Recorded data:
□ □ □ □
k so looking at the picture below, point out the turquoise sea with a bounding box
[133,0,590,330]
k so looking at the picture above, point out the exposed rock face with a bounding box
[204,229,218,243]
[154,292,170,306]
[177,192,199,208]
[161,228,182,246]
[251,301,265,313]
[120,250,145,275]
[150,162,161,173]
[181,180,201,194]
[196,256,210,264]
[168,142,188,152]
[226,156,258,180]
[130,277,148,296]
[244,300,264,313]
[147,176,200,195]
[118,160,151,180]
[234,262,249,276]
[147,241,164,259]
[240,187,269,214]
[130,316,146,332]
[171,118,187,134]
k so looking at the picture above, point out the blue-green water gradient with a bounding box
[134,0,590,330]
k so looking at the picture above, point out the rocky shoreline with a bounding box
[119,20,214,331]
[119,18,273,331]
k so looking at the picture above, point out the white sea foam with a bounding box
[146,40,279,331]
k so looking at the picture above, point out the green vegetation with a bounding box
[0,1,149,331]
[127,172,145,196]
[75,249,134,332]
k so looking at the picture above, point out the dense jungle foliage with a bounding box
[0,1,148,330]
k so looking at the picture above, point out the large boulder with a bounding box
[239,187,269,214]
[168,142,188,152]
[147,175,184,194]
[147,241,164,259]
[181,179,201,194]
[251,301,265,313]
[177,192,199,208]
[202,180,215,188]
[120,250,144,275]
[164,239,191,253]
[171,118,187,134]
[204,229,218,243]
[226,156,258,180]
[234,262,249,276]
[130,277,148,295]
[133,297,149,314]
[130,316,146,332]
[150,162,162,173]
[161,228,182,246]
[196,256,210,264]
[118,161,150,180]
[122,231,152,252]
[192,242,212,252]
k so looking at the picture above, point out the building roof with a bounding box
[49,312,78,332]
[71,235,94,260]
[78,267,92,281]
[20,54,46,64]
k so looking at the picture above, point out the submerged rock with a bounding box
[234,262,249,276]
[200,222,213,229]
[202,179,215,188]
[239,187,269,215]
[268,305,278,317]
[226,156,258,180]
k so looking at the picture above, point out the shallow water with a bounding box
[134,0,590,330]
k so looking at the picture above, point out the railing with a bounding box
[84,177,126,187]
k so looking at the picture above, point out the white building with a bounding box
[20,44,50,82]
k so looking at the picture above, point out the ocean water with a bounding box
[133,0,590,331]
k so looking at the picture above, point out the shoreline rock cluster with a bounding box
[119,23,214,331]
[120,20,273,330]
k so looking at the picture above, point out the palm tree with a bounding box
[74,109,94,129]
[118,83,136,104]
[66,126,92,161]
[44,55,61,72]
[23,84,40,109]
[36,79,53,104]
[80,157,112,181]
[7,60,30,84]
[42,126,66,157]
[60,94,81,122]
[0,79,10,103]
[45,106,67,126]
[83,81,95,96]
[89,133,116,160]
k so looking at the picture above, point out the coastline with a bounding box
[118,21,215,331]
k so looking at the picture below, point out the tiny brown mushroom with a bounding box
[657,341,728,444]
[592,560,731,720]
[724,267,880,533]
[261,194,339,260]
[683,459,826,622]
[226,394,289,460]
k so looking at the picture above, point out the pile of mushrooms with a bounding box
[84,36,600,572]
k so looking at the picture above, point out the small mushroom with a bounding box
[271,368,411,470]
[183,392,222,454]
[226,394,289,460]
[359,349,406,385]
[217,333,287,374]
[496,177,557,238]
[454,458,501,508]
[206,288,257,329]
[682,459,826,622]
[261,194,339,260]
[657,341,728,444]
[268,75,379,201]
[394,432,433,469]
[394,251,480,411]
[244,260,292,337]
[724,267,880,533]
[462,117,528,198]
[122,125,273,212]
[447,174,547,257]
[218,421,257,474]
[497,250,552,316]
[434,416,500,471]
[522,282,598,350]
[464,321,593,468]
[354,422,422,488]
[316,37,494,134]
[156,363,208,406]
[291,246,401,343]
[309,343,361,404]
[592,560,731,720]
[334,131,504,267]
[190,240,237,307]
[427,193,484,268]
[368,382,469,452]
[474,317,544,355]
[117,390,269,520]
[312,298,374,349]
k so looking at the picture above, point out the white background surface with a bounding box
□ □ □ □
Line by line, retype all of the entries.

k so looking at the picture below, point out the turquoise sea with a bounding box
[133,0,590,330]
k so looking at the picture above, point out the exposed rock face with a bounding box
[204,229,218,243]
[154,292,170,306]
[177,192,199,208]
[161,228,182,246]
[251,301,265,313]
[120,250,145,275]
[150,162,161,173]
[181,180,201,194]
[196,256,210,264]
[168,142,188,152]
[226,156,258,180]
[130,277,148,296]
[244,300,264,313]
[147,176,200,195]
[118,160,151,180]
[234,262,249,276]
[147,241,164,259]
[240,187,269,214]
[130,316,146,332]
[171,118,187,134]
k so looking at the picture above, point out the blue-green water gradient with a bounding box
[134,0,590,330]
k so looking at the picture above, point out the rocky shoreline with a bounding box
[119,20,214,331]
[119,18,273,331]
k so looking at the picture above, point out the white sea foam with a bounding box
[146,40,279,331]
k so looking at the picture above, point out the green vegetation with a bounding box
[0,1,149,331]
[127,172,145,196]
[75,249,134,332]
k so looking at the picture above, point out the dense jungle foliage with a bounding box
[0,1,148,330]
k so looking at the picture above, point out the large boulder with a bounding box
[239,187,269,214]
[168,142,188,152]
[147,175,184,194]
[147,241,164,259]
[181,179,201,194]
[251,301,265,313]
[177,192,199,208]
[202,180,215,188]
[120,250,144,275]
[164,239,191,253]
[171,118,187,134]
[204,229,218,243]
[226,156,258,180]
[234,262,249,276]
[130,277,148,295]
[133,297,149,314]
[130,316,146,332]
[150,162,162,173]
[161,228,182,246]
[196,256,210,264]
[118,161,150,180]
[122,231,152,252]
[192,242,212,252]
k so looking at the picture above, point out the building roof with a bounding box
[49,312,78,332]
[71,235,94,260]
[78,267,92,281]
[20,54,46,64]
k so looking at the picture above, point out the submerged rock with a bounding box
[234,262,249,276]
[200,222,213,229]
[202,179,215,188]
[239,187,269,215]
[268,305,278,317]
[226,156,258,180]
k so looking at the picture above, point out the shallow water with a bounding box
[134,0,590,330]
k so looking at the picture above, point out the railing with a bounding box
[84,177,126,187]
k so looking at the picture above, point out the white building with a bounding box
[20,44,50,82]
k so looking at the picture above, point out the ocean water with a bounding box
[133,0,590,331]
k so looking at the picture above, point out the shoreline rock cluster with a bounding box
[119,23,214,331]
[120,20,273,330]
k so looking at the picture above, point out the palm tree with a bounding box
[74,109,94,129]
[118,83,136,104]
[66,126,92,161]
[44,55,61,72]
[23,84,40,109]
[36,79,53,104]
[80,157,112,181]
[7,60,30,84]
[42,126,66,157]
[60,94,81,122]
[0,79,10,103]
[45,106,67,126]
[83,81,95,96]
[89,133,116,160]
k so looking at the picture above, point out the coastline with a bounding box
[118,21,215,331]
k so looking at the picture below, point out the tiny brown mushroom with a bounding box
[657,341,728,444]
[592,560,731,720]
[724,267,880,533]
[261,194,339,260]
[683,459,826,622]
[226,394,289,460]
k so looking at the picture above, point out the pile of mushrooms with a bounding box
[84,36,600,572]
k so looking at the picture above, point out the small mushroom with a bounding box
[271,368,411,470]
[183,392,222,454]
[226,394,289,460]
[359,349,406,385]
[217,333,287,374]
[496,177,557,238]
[454,458,501,508]
[206,288,257,329]
[682,459,826,622]
[261,194,339,260]
[657,341,728,444]
[268,75,379,201]
[394,432,433,469]
[394,251,480,411]
[244,260,292,337]
[724,267,880,533]
[462,117,528,198]
[122,125,273,212]
[447,174,547,257]
[218,421,257,474]
[497,250,552,316]
[434,416,500,471]
[522,282,598,350]
[464,321,593,468]
[354,422,422,488]
[316,37,494,134]
[156,363,208,406]
[291,246,401,343]
[309,343,361,404]
[592,560,731,720]
[334,131,504,267]
[190,240,237,307]
[427,193,484,268]
[368,382,469,452]
[474,317,544,355]
[117,390,269,520]
[312,298,374,349]
k so looking at the picture above, point out the white background surface with a bounding box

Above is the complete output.